--- Stated problem ---
Replace "paw" with "foot" in the stretch from the line containing "Every instance of the puppy's brown" through the end of the data, and keep everything else the same.

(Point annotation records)

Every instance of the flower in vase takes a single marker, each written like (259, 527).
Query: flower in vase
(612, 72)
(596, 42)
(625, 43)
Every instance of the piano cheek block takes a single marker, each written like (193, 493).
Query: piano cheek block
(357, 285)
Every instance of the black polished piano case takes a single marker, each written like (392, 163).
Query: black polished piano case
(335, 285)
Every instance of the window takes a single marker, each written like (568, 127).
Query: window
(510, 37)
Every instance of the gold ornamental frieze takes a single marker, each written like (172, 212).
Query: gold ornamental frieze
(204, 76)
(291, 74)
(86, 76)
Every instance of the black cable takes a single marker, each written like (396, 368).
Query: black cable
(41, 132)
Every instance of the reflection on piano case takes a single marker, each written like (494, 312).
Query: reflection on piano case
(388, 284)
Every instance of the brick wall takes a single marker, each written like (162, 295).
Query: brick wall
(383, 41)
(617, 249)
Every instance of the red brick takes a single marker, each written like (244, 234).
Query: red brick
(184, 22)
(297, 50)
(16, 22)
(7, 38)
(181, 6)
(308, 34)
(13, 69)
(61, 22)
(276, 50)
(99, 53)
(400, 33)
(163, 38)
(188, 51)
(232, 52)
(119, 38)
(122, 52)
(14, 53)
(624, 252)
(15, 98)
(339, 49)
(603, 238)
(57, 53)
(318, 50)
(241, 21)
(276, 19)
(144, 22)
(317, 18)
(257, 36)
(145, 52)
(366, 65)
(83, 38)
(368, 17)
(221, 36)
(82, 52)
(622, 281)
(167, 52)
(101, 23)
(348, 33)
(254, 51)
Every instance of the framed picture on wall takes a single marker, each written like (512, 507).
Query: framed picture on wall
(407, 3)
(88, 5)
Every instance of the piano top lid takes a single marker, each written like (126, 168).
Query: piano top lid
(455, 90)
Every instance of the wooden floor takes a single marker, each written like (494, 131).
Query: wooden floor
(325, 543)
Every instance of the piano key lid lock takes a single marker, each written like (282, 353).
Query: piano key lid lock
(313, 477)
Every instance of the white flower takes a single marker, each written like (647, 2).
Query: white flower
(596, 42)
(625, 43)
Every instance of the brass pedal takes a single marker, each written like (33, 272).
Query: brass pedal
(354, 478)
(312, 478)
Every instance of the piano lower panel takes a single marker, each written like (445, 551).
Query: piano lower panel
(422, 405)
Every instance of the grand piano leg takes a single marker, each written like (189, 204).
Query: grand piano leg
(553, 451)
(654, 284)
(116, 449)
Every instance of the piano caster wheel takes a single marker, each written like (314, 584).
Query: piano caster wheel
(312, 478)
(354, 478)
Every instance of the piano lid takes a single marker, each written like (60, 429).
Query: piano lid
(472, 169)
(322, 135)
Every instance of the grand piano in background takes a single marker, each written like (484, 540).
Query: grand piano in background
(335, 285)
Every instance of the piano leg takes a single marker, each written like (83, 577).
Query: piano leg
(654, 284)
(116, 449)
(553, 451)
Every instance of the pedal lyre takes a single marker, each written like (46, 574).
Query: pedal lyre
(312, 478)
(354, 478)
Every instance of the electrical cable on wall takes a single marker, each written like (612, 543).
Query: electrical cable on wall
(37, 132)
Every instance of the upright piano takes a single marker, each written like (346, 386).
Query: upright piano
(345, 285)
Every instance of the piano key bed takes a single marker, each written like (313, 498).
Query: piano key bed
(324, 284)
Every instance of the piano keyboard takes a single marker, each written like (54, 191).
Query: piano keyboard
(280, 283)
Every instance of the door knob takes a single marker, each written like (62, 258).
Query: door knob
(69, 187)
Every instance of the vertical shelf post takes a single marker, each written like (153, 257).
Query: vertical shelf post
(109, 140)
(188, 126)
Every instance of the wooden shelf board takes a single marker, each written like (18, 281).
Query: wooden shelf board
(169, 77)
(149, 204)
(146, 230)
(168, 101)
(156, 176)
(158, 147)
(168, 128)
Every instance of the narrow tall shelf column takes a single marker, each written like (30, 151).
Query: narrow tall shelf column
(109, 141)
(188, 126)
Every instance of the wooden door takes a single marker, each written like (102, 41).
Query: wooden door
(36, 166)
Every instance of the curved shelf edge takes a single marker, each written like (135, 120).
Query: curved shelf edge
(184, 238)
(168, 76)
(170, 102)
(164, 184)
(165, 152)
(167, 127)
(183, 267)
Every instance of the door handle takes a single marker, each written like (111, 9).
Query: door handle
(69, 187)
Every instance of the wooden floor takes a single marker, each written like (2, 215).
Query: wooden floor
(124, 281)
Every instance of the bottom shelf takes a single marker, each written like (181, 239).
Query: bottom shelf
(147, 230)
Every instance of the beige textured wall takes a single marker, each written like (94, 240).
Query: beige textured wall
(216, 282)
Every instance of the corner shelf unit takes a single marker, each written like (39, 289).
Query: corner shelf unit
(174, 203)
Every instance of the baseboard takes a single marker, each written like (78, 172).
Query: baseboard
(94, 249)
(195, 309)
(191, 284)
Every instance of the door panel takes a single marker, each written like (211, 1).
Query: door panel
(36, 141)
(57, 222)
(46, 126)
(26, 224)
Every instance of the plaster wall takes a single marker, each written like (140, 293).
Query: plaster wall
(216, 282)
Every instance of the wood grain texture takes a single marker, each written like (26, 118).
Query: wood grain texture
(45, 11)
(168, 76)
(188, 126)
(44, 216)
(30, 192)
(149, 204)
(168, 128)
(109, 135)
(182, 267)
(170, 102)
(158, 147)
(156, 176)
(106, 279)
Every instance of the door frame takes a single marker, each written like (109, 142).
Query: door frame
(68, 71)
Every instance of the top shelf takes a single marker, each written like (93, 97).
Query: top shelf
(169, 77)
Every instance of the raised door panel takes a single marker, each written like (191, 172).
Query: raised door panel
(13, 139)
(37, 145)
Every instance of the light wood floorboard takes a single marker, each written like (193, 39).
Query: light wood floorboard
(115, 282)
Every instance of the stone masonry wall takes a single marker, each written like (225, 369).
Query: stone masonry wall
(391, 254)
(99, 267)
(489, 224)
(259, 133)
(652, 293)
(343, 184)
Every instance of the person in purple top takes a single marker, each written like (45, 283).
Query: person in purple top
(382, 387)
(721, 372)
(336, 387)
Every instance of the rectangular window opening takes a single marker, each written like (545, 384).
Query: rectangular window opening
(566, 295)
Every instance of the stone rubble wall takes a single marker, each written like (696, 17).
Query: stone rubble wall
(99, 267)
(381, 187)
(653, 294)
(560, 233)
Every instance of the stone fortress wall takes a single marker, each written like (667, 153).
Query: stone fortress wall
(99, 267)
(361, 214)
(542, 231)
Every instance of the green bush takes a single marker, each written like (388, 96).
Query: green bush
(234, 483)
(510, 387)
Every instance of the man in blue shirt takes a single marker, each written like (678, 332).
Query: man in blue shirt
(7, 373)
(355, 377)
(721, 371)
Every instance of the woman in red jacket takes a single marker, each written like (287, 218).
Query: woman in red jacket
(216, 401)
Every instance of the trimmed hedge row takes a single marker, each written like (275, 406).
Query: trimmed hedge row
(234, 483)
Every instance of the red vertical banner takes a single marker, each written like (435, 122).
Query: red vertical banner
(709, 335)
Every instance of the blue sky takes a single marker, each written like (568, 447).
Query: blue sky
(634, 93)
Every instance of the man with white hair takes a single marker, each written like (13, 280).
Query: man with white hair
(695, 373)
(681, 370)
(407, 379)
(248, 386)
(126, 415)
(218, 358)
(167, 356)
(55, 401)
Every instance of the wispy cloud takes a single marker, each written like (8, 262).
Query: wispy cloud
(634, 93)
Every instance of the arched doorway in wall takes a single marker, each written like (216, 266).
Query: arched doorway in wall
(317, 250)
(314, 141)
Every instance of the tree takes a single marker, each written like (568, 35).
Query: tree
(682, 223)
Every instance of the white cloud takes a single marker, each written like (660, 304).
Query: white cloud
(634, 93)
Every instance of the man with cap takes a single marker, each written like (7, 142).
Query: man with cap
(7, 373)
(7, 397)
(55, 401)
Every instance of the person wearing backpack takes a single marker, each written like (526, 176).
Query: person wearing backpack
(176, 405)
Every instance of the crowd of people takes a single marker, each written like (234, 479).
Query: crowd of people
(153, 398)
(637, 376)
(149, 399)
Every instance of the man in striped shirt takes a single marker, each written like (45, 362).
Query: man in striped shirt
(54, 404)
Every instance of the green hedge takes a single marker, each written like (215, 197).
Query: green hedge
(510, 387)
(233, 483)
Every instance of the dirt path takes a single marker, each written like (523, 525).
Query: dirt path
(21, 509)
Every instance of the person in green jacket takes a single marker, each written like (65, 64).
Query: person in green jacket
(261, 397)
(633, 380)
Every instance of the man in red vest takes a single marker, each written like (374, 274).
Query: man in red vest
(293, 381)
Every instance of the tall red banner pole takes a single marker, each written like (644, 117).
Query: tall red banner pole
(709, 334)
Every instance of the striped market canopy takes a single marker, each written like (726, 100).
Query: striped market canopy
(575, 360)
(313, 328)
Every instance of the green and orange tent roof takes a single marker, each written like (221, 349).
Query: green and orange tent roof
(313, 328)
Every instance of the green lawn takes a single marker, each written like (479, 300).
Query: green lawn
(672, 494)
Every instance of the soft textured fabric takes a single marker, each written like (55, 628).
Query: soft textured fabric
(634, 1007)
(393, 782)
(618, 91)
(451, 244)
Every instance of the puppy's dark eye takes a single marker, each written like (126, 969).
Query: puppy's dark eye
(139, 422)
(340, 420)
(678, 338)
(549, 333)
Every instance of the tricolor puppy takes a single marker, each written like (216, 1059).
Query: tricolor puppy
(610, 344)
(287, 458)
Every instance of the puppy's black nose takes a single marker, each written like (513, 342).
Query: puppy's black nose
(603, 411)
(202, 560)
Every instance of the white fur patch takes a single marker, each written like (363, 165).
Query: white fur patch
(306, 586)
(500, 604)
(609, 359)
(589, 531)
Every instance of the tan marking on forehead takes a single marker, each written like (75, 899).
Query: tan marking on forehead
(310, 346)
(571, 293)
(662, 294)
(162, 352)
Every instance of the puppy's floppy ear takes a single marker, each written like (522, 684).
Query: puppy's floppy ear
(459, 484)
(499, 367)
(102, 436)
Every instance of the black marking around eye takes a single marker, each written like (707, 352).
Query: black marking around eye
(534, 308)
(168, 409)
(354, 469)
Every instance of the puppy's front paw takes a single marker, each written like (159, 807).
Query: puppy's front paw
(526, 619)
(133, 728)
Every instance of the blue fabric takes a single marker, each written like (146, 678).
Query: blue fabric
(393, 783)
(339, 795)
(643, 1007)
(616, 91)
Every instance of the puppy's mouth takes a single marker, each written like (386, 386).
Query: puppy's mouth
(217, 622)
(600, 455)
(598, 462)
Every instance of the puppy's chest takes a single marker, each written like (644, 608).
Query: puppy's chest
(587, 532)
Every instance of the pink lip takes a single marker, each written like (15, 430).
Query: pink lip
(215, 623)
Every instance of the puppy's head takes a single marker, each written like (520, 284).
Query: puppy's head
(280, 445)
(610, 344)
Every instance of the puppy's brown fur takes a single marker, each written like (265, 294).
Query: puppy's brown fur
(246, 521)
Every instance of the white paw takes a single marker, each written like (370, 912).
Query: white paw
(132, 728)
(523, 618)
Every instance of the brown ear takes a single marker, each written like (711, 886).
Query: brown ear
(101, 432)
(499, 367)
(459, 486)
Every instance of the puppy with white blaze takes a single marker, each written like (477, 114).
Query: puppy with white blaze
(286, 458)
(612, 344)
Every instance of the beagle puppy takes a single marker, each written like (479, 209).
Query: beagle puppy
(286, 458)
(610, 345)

--- Output for this exercise ---
Every instance of the puppy's brown fur takes a single marker, each written like (265, 294).
Query: puppy's brown fur
(246, 521)
Every instance of the white foot takes a single marker, each written like (370, 912).
Query: white foot
(132, 728)
(523, 618)
Every instance of the brown ear takes a single marker, each written like (711, 886).
Query: brown ear
(101, 432)
(499, 367)
(459, 486)
Every instance of the puppy with white blaze takes a single marker, each written like (477, 114).
Query: puppy with white blaze
(286, 458)
(612, 344)
Every instance of the beagle puppy takes a single marker, each written like (479, 209).
Query: beagle puppy
(286, 458)
(610, 345)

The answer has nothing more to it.